Items from a pointing dataset
####################

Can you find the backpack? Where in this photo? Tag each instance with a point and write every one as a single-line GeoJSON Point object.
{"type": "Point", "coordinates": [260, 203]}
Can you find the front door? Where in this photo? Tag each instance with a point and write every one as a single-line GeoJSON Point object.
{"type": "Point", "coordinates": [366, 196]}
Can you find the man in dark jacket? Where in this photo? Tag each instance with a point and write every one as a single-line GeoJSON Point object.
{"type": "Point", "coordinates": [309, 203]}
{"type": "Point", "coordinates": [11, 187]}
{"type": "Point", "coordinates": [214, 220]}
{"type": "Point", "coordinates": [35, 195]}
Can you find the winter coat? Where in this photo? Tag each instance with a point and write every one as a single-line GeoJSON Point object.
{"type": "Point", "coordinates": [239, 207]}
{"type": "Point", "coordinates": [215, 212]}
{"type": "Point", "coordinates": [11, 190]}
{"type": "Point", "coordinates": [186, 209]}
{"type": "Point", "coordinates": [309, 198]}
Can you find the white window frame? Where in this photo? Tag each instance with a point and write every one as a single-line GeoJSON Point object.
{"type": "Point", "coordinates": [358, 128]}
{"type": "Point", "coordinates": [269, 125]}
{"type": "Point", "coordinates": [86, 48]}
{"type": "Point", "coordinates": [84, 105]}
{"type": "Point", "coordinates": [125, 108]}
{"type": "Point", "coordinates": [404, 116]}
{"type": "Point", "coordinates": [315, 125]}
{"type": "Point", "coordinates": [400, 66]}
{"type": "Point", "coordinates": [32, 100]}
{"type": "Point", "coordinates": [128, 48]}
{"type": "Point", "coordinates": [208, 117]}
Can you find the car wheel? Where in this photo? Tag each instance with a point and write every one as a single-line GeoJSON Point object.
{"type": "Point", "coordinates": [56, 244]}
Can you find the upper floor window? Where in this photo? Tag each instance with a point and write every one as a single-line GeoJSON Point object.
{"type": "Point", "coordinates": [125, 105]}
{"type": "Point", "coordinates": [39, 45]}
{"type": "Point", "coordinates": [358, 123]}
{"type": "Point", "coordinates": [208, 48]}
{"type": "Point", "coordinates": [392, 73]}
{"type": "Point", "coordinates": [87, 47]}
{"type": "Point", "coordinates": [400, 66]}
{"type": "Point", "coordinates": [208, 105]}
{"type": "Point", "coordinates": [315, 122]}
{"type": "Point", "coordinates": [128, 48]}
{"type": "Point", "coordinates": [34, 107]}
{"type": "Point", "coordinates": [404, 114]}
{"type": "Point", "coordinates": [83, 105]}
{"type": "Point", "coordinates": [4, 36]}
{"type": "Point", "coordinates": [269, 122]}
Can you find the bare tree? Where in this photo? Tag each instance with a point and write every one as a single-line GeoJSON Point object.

####################

DO THIS: Present the items above as a Markdown table with the columns "Row" and "Line", giving each line its row number and leaving out any blank lines.

RESULT:
| Row | Line |
|---|---|
| 1 | Can you find the backpack? Where in this photo? Tag each instance with a point and write every one as a single-line GeoJSON Point object. |
| 2 | {"type": "Point", "coordinates": [260, 203]} |
| 3 | Can you find the front door? Where in this photo? Tag each instance with a point and write every one as a single-line GeoJSON Point object. |
| 4 | {"type": "Point", "coordinates": [366, 196]} |
| 5 | Can you find the man in dark jacket? Where in this photo? Tag each instance with a point and write every one as a single-line GeoJSON Point object. |
| 6 | {"type": "Point", "coordinates": [309, 203]} |
| 7 | {"type": "Point", "coordinates": [11, 187]} |
| 8 | {"type": "Point", "coordinates": [214, 220]} |
| 9 | {"type": "Point", "coordinates": [35, 195]} |
| 10 | Can you find the winter coat? Where in this photo? Tag each instance with a point and write every one as a single-line GeoJSON Point object. |
| 11 | {"type": "Point", "coordinates": [239, 207]} |
| 12 | {"type": "Point", "coordinates": [215, 212]} |
| 13 | {"type": "Point", "coordinates": [11, 190]} |
| 14 | {"type": "Point", "coordinates": [186, 209]} |
| 15 | {"type": "Point", "coordinates": [309, 198]} |
| 16 | Can you find the white window frame? Where in this photo? Tag each instance with a point and write every one as a single-line GeoJSON Point object. |
| 17 | {"type": "Point", "coordinates": [358, 128]} |
| 18 | {"type": "Point", "coordinates": [269, 125]} |
| 19 | {"type": "Point", "coordinates": [86, 48]} |
| 20 | {"type": "Point", "coordinates": [84, 105]} |
| 21 | {"type": "Point", "coordinates": [125, 108]} |
| 22 | {"type": "Point", "coordinates": [404, 116]} |
| 23 | {"type": "Point", "coordinates": [315, 125]} |
| 24 | {"type": "Point", "coordinates": [400, 66]} |
| 25 | {"type": "Point", "coordinates": [32, 100]} |
| 26 | {"type": "Point", "coordinates": [128, 48]} |
| 27 | {"type": "Point", "coordinates": [208, 117]} |
| 28 | Can you find the car wheel? Where in this photo? Tag each instance with a point and write every one as a single-line GeoJSON Point object. |
| 29 | {"type": "Point", "coordinates": [56, 244]} |
| 30 | Can you find the upper floor window? Where in this photo? Tag each instance with a point and write every one as a single-line GeoJSON Point object. |
| 31 | {"type": "Point", "coordinates": [125, 105]} |
| 32 | {"type": "Point", "coordinates": [39, 45]} |
| 33 | {"type": "Point", "coordinates": [358, 123]} |
| 34 | {"type": "Point", "coordinates": [208, 48]} |
| 35 | {"type": "Point", "coordinates": [392, 73]} |
| 36 | {"type": "Point", "coordinates": [87, 47]} |
| 37 | {"type": "Point", "coordinates": [400, 66]} |
| 38 | {"type": "Point", "coordinates": [208, 105]} |
| 39 | {"type": "Point", "coordinates": [315, 122]} |
| 40 | {"type": "Point", "coordinates": [128, 48]} |
| 41 | {"type": "Point", "coordinates": [34, 107]} |
| 42 | {"type": "Point", "coordinates": [404, 114]} |
| 43 | {"type": "Point", "coordinates": [83, 105]} |
| 44 | {"type": "Point", "coordinates": [4, 36]} |
| 45 | {"type": "Point", "coordinates": [269, 122]} |
| 46 | Can you find the bare tree? Where in this photo? Tag each instance with a point and write every one as a single-line GeoJSON Point object. |